- _抽出テキスト_

════

自然界のすべては単純な数式で表すことができるのではないかと考える理系人間であり合理主義者。
感情よりも論理を優先する辺りはスタートレックに登場するスポックに近い人物。
このような人が江戸時代にいたとは・・・。
しかも彼は幕臣。
算術を極めた自信が彼をそうさせたのかもしれませんが、その忖度なしの発言に周りはさぞ驚いたことでしょう。
政治や行政の世界は江戸時代も現代も変わらず、その場の空気や相手の顔色を上手に読み、自分が不利にならないように上手く立ち回る者だけが出世する恐ろしい世界だと思います。
友五郎のような男はいくら優秀でも出世するとは思えません。
ただし彼を引き立てる強力な後ろ盾がいれば話は別。
彼の高い能力と純粋な気持ちを知る木村摂津守が彼をどんどん引き上げます。

════

- _提供データ_
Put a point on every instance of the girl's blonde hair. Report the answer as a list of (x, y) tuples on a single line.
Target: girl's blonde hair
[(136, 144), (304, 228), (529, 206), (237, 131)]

════

- _課題内容_
友五郎に関する本文から、「自然界のすべては単純な数式で」を含む語句で始まり「友五郎のような男はいくら優秀でも出世するとは思えません。」で終わる部分を一字一句違えずに書き写してください。

- _演習の解答_
自然界のすべては単純な数式で表すことができるのではないかと考える理系人間であり合理主義者。
感情よりも論理を優先する辺りはスタートレックに登場するスポックに近い人物。
このような人が江戸時代にいたとは・・・。
しかも彼は幕臣。
算術を極めた自信が彼をそうさせたのかもしれませんが、その忖度なしの発言に周りはさぞ驚いたことでしょう。
政治や行政の世界は江戸時代も現代も変わらず、その場の空気や相手の顔色を上手に読み、自分が不利にならないように上手く立ち回る者だけが出世する恐ろしい世界だと思います。
友五郎のような男はいくら優秀でも出世するとは思えません。